**AIM OF THE EXERCISE**
Please count the lines in the entries below that contain the string "guitar", and give only that number.

**RECORDS SHOWN**
_ _ _ _

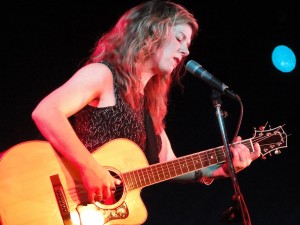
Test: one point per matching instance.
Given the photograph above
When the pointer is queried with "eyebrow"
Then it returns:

_ _ _ _

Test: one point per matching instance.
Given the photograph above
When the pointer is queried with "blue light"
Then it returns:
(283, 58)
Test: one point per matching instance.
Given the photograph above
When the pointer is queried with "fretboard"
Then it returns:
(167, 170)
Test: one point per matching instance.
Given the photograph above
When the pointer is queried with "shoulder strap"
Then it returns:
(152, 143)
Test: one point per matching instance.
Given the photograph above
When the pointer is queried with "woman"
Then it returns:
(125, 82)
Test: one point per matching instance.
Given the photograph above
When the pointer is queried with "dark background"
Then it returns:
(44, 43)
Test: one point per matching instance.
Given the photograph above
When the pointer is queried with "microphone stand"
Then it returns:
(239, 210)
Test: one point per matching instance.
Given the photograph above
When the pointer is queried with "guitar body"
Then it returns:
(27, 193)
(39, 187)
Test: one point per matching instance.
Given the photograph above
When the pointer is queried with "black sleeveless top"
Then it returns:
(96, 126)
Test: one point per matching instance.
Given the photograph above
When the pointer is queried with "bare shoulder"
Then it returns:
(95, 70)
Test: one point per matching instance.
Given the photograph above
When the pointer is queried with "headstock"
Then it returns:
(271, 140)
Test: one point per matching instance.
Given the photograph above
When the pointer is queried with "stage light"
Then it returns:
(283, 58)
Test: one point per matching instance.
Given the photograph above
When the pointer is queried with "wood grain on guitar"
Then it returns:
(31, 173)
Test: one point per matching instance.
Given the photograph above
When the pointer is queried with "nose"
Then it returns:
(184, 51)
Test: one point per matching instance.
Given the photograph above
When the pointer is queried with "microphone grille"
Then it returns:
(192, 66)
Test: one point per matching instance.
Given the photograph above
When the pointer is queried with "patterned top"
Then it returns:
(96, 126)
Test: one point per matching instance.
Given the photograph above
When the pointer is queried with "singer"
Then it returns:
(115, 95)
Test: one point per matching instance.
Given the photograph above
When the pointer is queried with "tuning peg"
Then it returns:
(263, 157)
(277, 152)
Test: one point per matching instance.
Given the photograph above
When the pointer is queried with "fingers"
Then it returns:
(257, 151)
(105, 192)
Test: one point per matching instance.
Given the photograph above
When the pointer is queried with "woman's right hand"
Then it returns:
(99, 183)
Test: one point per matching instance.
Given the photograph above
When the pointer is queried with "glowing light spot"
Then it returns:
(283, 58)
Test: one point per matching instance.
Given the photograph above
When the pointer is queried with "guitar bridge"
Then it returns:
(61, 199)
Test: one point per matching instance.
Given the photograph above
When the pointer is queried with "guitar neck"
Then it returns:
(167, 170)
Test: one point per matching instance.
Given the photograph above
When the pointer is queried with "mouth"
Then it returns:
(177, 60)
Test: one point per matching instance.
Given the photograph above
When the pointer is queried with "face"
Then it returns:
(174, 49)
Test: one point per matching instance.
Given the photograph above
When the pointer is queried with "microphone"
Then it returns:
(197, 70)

_ _ _ _

**EXPECTED ANSWER**
4